Passage given:
• • • • •

I eat this all the time. But they also do Turkey mince at £2 for around 568grams. Better value.


----------



## Syko (May 18, 2010)

kieren1234 said:


> I eat this all the time. But they also do Turkey mince at £2 for around 568grams. Better value.


Never tried turkey mince, will have to get some next time im shopping 

Thanks :thumbup1:


----------



## 71081 (Apr 23, 2009)

turkey mince is not nice, well, I only tried it once in a spag bol......foul!!! not gone near it since then!


----------



## Suprakill4 (Jul 11, 2008)

GymMad said:


> Never tried turkey mince, will have to get some next time im shopping
> 
> Thanks :thumbup1:


I hate it, dont like the taste and seems a lot of water comes out when you cook it but still a cheap alternative to steak etc. All goes in and out the same hole so dont give a sh1t what it tastes like


----------



## Harry Sacks (May 3, 2009)

• • • • •

Data lines:
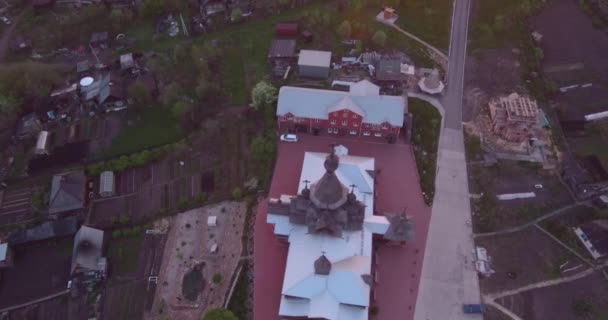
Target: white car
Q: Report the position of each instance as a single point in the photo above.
(289, 138)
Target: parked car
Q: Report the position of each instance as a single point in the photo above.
(289, 138)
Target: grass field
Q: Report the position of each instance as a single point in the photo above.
(425, 139)
(497, 23)
(153, 127)
(429, 20)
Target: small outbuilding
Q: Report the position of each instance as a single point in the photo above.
(42, 143)
(106, 184)
(211, 221)
(286, 29)
(314, 64)
(6, 256)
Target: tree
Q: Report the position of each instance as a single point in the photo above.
(219, 314)
(379, 38)
(171, 93)
(180, 108)
(499, 23)
(263, 95)
(236, 15)
(345, 30)
(138, 92)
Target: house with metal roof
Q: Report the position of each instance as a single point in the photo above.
(67, 192)
(360, 112)
(44, 231)
(87, 254)
(330, 227)
(314, 63)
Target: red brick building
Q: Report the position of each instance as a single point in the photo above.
(361, 112)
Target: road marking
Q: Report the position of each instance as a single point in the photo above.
(20, 203)
(14, 211)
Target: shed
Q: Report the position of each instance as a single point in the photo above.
(99, 39)
(286, 29)
(307, 36)
(6, 256)
(126, 61)
(106, 184)
(211, 221)
(282, 49)
(41, 143)
(314, 64)
(27, 126)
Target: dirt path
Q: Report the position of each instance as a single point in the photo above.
(6, 36)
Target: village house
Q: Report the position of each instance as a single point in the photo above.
(360, 112)
(514, 117)
(67, 192)
(331, 229)
(88, 263)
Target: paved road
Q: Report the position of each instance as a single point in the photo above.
(448, 277)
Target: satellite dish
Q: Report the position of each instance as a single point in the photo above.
(86, 81)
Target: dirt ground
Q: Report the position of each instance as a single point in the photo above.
(128, 292)
(557, 302)
(574, 53)
(491, 214)
(489, 72)
(143, 192)
(189, 243)
(529, 254)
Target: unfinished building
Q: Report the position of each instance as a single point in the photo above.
(514, 117)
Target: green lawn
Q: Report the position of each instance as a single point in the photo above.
(430, 20)
(153, 127)
(425, 139)
(497, 23)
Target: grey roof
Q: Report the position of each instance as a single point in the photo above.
(88, 248)
(389, 70)
(106, 182)
(282, 48)
(322, 265)
(317, 103)
(344, 214)
(67, 192)
(46, 230)
(126, 61)
(399, 229)
(314, 58)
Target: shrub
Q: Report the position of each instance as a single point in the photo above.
(183, 203)
(124, 219)
(237, 193)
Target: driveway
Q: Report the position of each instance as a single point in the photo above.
(448, 277)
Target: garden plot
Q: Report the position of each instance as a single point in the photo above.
(199, 260)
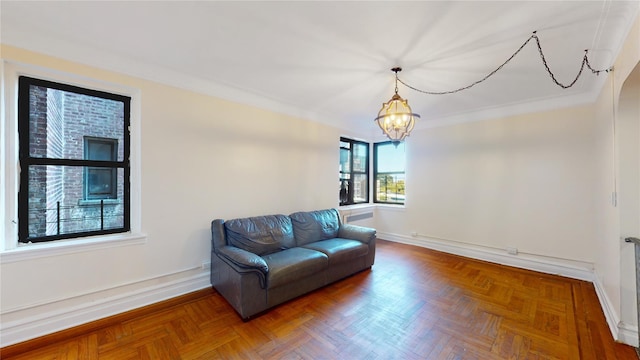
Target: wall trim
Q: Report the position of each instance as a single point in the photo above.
(569, 268)
(32, 322)
(621, 331)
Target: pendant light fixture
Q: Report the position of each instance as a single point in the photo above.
(395, 118)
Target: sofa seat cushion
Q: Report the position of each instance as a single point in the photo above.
(339, 250)
(293, 264)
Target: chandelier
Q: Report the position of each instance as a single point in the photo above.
(395, 118)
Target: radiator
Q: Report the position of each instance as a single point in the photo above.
(636, 241)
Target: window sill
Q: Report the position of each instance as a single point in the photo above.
(63, 247)
(357, 206)
(93, 202)
(392, 207)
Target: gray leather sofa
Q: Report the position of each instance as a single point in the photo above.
(259, 262)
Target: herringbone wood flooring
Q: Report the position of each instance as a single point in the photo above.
(414, 304)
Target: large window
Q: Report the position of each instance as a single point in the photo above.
(389, 176)
(354, 172)
(74, 160)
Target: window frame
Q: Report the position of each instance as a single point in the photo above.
(376, 173)
(352, 173)
(25, 159)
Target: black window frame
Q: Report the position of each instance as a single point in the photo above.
(346, 195)
(376, 173)
(26, 160)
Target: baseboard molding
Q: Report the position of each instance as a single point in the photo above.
(569, 268)
(627, 334)
(32, 322)
(621, 332)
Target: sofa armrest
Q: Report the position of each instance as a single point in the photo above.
(243, 262)
(242, 258)
(355, 232)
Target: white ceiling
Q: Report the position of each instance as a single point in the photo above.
(330, 61)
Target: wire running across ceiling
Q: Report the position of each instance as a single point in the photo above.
(534, 36)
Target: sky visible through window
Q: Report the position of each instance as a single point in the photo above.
(391, 158)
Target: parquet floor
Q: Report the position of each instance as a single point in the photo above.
(414, 304)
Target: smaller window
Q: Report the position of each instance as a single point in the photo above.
(100, 182)
(354, 172)
(389, 173)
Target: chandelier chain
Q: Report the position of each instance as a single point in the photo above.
(585, 62)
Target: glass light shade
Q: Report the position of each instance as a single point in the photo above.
(396, 119)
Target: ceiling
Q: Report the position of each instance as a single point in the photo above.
(330, 61)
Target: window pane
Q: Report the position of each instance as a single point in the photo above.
(360, 188)
(390, 158)
(390, 188)
(101, 183)
(345, 161)
(60, 120)
(56, 204)
(360, 156)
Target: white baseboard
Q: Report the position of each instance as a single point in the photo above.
(31, 322)
(569, 268)
(621, 332)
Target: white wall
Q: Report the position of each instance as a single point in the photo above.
(614, 264)
(201, 158)
(523, 182)
(541, 183)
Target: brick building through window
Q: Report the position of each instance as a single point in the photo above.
(73, 147)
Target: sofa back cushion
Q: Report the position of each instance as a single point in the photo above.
(261, 235)
(310, 226)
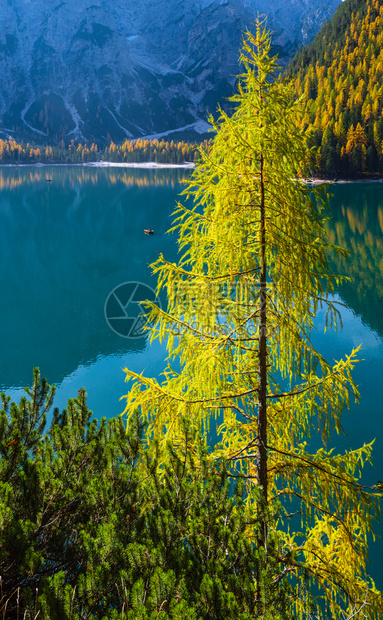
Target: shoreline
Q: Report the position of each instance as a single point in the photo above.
(150, 165)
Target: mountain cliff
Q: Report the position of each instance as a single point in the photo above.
(95, 69)
(340, 78)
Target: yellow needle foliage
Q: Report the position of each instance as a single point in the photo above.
(242, 300)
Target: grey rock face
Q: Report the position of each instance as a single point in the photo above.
(96, 69)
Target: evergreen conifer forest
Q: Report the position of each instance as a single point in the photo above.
(139, 517)
(340, 77)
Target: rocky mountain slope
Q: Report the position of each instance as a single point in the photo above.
(96, 69)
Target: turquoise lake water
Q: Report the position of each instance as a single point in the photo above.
(66, 244)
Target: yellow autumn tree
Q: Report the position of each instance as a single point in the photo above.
(242, 300)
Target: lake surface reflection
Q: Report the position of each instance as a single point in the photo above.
(67, 243)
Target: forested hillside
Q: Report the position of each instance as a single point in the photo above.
(341, 77)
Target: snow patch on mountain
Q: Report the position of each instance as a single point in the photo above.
(101, 70)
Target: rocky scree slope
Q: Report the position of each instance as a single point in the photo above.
(101, 70)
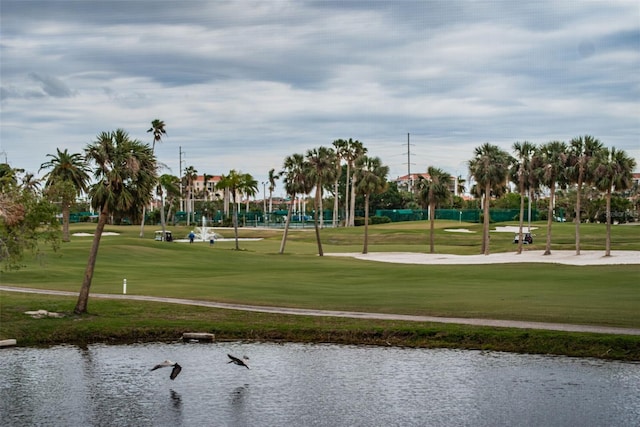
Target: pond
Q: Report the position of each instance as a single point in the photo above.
(311, 385)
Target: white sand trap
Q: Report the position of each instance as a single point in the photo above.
(557, 257)
(513, 229)
(107, 233)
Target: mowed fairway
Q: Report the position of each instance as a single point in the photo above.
(258, 275)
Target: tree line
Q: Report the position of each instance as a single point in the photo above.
(120, 176)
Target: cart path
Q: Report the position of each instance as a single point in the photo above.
(349, 314)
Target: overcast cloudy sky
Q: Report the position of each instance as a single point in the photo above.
(243, 84)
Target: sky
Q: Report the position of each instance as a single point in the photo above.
(244, 84)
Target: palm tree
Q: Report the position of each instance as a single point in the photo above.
(339, 145)
(490, 169)
(125, 173)
(237, 183)
(171, 186)
(580, 171)
(355, 149)
(371, 179)
(273, 176)
(295, 177)
(614, 172)
(69, 176)
(550, 163)
(434, 190)
(321, 170)
(190, 175)
(521, 175)
(157, 127)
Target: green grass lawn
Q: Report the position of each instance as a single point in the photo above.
(257, 274)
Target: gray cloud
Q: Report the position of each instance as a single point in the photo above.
(274, 77)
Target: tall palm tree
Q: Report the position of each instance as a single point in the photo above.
(521, 175)
(614, 172)
(355, 150)
(581, 171)
(434, 190)
(237, 183)
(490, 168)
(69, 175)
(273, 176)
(321, 170)
(171, 187)
(550, 163)
(295, 177)
(371, 179)
(339, 146)
(190, 175)
(157, 127)
(125, 174)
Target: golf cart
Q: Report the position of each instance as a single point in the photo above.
(167, 236)
(527, 239)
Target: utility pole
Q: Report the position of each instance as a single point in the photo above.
(180, 153)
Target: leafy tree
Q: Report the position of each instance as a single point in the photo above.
(490, 169)
(521, 174)
(273, 176)
(295, 177)
(25, 219)
(190, 175)
(433, 191)
(340, 147)
(157, 128)
(72, 170)
(614, 172)
(371, 179)
(355, 149)
(550, 163)
(237, 183)
(321, 170)
(580, 171)
(125, 174)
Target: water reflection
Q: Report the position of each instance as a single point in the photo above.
(311, 385)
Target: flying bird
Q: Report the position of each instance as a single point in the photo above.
(174, 372)
(238, 361)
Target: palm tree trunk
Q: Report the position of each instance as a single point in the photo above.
(352, 211)
(365, 248)
(347, 221)
(316, 222)
(286, 225)
(336, 205)
(577, 219)
(432, 211)
(521, 216)
(83, 297)
(485, 222)
(144, 211)
(162, 218)
(547, 249)
(65, 221)
(607, 244)
(235, 223)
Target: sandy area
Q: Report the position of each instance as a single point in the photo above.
(558, 257)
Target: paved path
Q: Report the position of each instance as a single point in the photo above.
(349, 314)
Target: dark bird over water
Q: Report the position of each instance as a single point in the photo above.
(174, 372)
(238, 361)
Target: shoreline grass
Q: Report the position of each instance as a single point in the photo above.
(594, 295)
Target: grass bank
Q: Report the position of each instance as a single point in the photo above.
(597, 295)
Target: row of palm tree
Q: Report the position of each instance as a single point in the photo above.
(585, 161)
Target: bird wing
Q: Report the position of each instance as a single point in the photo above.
(237, 361)
(163, 365)
(176, 370)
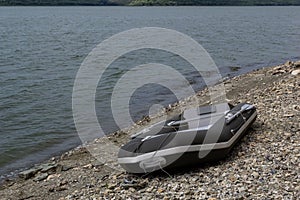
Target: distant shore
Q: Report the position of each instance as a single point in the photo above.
(264, 164)
(148, 3)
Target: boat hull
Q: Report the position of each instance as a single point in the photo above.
(186, 148)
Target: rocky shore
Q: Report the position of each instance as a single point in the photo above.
(264, 165)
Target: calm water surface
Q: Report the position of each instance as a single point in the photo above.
(41, 49)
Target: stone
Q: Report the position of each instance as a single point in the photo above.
(296, 72)
(27, 174)
(48, 167)
(41, 177)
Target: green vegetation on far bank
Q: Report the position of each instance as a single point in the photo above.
(149, 2)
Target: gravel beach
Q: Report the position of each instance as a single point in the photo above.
(263, 165)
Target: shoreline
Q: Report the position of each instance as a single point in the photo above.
(66, 176)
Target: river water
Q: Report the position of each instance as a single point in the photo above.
(42, 48)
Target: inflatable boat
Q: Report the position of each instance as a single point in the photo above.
(195, 136)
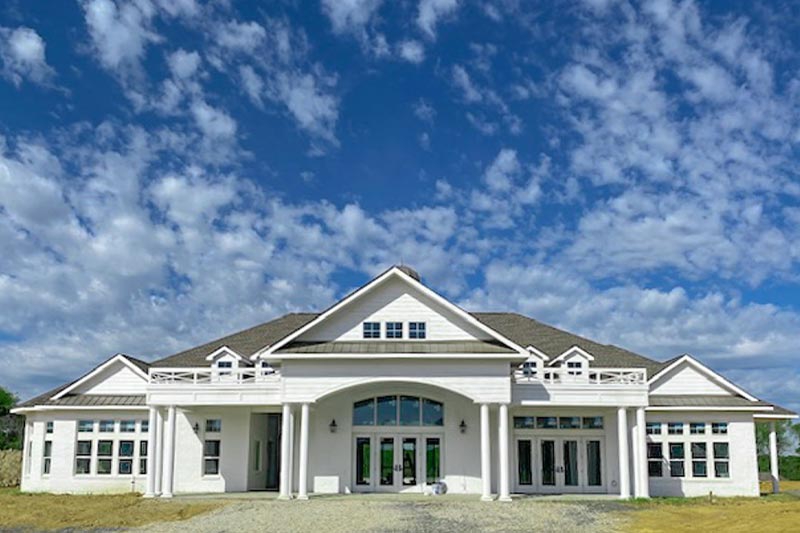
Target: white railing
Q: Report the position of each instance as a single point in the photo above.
(213, 376)
(577, 376)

• • • • •

Your goal:
In the turkey mince forum thread, what price and amount are quoted for the turkey mince?

Response to this task:
£2 for around 568 grams.